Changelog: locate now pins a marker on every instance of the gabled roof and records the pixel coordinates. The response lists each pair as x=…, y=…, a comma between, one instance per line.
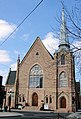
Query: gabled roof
x=11, y=78
x=37, y=40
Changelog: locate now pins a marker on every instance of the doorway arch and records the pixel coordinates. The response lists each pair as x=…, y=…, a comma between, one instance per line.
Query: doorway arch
x=63, y=102
x=34, y=99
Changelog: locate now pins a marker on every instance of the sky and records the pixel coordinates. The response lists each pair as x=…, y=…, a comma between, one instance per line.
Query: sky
x=42, y=22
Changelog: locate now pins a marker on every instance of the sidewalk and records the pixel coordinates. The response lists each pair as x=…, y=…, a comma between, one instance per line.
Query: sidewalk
x=5, y=114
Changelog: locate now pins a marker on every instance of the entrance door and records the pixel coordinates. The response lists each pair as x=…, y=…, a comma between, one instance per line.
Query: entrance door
x=34, y=99
x=63, y=102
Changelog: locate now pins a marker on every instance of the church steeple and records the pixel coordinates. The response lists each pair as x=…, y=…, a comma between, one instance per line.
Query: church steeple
x=63, y=42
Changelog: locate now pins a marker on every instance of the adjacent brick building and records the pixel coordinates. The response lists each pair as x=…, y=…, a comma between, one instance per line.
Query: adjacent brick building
x=45, y=80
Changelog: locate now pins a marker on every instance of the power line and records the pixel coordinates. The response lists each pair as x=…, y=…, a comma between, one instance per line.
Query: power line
x=22, y=22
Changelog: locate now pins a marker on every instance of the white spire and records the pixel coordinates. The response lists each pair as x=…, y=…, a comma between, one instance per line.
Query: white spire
x=64, y=42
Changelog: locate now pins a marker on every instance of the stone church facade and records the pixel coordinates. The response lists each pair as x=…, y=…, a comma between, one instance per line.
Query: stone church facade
x=47, y=81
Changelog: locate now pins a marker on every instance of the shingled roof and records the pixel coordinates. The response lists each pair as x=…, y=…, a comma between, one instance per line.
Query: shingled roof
x=11, y=78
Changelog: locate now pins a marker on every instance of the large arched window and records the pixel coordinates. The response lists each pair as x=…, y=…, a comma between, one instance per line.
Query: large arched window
x=62, y=102
x=36, y=77
x=62, y=59
x=34, y=99
x=63, y=80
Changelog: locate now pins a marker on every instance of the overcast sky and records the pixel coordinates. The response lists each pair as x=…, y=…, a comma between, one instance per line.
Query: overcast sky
x=42, y=22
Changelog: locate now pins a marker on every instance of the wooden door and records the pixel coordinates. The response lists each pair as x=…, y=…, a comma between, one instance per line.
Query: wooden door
x=63, y=102
x=35, y=99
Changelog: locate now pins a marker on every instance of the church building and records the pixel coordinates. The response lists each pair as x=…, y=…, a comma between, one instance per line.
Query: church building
x=43, y=81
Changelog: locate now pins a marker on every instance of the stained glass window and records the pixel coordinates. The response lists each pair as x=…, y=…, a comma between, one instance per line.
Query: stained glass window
x=36, y=77
x=63, y=81
x=62, y=59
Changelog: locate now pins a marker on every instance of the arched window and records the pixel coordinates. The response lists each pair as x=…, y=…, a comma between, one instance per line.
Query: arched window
x=50, y=99
x=62, y=59
x=36, y=77
x=34, y=99
x=19, y=99
x=62, y=102
x=46, y=99
x=63, y=80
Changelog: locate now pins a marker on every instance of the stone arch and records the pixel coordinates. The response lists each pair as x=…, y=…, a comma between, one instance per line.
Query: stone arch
x=62, y=102
x=62, y=59
x=63, y=80
x=34, y=99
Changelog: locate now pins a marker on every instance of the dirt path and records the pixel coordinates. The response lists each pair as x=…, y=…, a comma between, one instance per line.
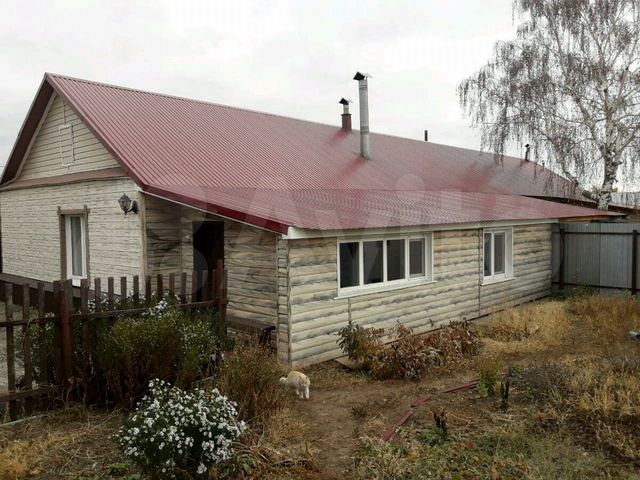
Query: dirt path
x=344, y=407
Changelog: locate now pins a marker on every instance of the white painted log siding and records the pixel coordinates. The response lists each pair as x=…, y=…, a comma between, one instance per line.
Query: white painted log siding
x=250, y=256
x=315, y=314
x=44, y=159
x=31, y=229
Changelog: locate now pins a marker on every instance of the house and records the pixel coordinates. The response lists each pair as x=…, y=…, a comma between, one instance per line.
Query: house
x=317, y=224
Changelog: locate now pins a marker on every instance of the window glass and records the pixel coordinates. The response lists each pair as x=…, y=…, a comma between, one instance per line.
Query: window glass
x=372, y=261
x=77, y=260
x=416, y=257
x=395, y=260
x=487, y=254
x=498, y=250
x=349, y=264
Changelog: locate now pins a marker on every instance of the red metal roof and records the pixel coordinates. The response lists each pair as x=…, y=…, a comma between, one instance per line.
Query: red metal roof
x=323, y=209
x=277, y=172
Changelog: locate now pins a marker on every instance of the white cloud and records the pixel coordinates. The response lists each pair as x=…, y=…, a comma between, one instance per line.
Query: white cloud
x=292, y=57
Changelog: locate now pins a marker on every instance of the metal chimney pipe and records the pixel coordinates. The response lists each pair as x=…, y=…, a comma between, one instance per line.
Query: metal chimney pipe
x=364, y=113
x=346, y=115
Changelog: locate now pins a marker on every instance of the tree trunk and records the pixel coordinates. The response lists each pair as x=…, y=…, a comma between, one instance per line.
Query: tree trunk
x=604, y=195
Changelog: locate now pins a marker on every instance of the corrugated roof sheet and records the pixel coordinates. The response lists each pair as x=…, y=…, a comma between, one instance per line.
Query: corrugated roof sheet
x=279, y=172
x=341, y=209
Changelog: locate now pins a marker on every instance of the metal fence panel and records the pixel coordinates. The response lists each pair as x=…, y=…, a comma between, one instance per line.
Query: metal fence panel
x=599, y=255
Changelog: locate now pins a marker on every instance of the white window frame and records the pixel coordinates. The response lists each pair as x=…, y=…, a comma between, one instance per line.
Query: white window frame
x=385, y=285
x=508, y=256
x=75, y=279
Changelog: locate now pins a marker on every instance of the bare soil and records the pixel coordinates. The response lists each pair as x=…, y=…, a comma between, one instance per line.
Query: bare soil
x=342, y=409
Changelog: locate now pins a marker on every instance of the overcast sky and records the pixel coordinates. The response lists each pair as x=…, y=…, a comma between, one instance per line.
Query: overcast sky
x=294, y=58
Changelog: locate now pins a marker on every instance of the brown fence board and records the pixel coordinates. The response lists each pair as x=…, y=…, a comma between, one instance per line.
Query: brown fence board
x=11, y=353
x=26, y=345
x=62, y=316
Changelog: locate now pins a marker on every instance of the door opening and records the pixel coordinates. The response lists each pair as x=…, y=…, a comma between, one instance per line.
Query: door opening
x=208, y=248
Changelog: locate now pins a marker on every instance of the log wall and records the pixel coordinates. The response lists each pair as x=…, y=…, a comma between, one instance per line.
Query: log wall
x=250, y=256
x=315, y=312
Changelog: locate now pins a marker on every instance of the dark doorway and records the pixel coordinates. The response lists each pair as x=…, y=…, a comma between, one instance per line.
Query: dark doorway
x=208, y=248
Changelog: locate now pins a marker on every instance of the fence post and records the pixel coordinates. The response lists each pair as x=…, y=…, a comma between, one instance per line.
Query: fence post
x=220, y=296
x=64, y=296
x=634, y=263
x=11, y=353
x=562, y=250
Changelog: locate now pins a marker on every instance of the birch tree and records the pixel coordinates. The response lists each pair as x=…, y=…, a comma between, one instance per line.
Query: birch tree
x=569, y=85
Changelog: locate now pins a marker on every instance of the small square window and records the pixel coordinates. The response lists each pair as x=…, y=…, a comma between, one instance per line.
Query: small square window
x=75, y=247
x=416, y=258
x=372, y=262
x=396, y=260
x=497, y=255
x=349, y=264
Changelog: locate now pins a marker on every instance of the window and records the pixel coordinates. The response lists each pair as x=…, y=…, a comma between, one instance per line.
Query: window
x=349, y=264
x=498, y=252
x=377, y=263
x=76, y=248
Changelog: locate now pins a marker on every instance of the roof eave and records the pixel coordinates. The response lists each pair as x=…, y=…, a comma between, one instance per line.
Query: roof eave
x=231, y=214
x=27, y=130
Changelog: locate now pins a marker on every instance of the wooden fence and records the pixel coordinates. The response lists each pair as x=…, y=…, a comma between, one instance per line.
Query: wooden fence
x=601, y=256
x=77, y=316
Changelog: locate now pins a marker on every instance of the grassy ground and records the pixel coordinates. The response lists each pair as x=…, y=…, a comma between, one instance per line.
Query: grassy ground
x=573, y=412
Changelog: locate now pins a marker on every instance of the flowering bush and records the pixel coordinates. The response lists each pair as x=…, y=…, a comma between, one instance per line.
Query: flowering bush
x=168, y=344
x=179, y=434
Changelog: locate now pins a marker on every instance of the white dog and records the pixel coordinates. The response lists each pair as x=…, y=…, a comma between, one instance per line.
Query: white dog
x=299, y=381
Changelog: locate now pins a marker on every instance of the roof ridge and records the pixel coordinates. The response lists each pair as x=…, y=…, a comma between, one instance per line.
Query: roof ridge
x=243, y=109
x=192, y=100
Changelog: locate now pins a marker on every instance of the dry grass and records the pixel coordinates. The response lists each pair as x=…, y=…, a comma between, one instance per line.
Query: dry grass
x=528, y=329
x=71, y=443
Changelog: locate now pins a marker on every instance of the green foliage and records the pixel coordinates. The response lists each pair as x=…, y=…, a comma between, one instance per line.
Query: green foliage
x=490, y=372
x=250, y=377
x=176, y=434
x=168, y=344
x=359, y=343
x=410, y=356
x=42, y=343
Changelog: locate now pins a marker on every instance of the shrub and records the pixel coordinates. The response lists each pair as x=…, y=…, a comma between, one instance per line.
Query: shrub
x=359, y=343
x=168, y=344
x=411, y=355
x=408, y=357
x=42, y=344
x=179, y=434
x=490, y=373
x=377, y=460
x=249, y=376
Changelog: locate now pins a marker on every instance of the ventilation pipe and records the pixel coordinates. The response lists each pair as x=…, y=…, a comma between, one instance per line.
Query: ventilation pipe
x=364, y=113
x=346, y=116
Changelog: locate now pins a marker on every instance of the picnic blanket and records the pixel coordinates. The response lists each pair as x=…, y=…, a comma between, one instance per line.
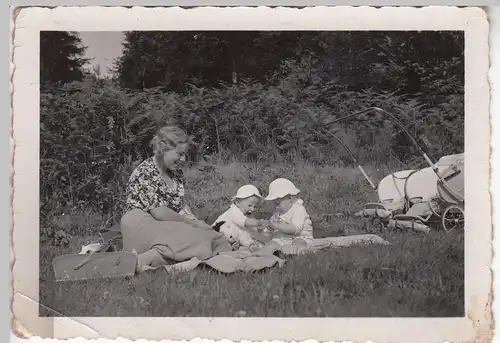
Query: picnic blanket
x=245, y=261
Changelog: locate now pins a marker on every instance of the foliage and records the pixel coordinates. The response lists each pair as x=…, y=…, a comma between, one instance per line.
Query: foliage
x=92, y=132
x=61, y=57
x=387, y=60
x=278, y=108
x=414, y=276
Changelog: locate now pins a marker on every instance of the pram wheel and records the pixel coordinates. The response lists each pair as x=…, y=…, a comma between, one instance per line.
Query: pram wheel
x=453, y=217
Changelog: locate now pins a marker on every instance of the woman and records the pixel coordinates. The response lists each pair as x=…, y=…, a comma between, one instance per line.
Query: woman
x=157, y=223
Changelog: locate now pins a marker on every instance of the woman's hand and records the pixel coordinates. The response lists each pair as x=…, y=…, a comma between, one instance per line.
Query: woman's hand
x=200, y=224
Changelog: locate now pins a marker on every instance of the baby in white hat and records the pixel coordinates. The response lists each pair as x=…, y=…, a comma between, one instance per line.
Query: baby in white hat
x=237, y=223
x=291, y=222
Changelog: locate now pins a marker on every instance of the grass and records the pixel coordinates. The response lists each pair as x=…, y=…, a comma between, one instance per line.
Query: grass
x=417, y=275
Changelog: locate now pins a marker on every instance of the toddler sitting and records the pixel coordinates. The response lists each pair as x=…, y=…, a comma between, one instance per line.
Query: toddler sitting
x=237, y=225
x=290, y=222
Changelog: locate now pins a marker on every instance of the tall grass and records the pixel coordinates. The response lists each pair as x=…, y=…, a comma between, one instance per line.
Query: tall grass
x=415, y=276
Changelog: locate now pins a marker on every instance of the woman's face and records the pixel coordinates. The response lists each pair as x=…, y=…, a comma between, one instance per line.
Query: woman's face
x=173, y=159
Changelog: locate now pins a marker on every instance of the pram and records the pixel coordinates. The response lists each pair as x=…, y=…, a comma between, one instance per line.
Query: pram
x=413, y=199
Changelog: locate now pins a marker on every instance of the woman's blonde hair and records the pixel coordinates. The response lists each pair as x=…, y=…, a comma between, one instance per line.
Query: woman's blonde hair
x=168, y=138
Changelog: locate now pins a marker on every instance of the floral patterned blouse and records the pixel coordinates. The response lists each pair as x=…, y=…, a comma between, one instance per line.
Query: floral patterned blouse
x=147, y=189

*Given problem*. Starting at the line that contains "the pram and" and continuing through the end of the rows, rewrite those lines with "pins a marker" replaced by "places a marker" and everything else left unchanged.

*Output of the task*.
Changelog: locate now places a marker on every instance of the pram and records the pixel coordinates. The response lists each pair as x=…, y=…, a comma between, one instance per line.
Query: pram
x=413, y=199
Changelog: locate now places a marker on every instance of the woman's blonde hair and records the pixel coordinates. The response lists each pair as x=…, y=…, a comma between, one instance per line.
Query: woman's blonde hair
x=168, y=138
Changelog: locate now places a marker on every instance of the floral patterned blouse and records the pixel coordinates. The response lists each pair as x=…, y=…, a comma between, one instance per line.
Query: floral patterned blouse
x=147, y=189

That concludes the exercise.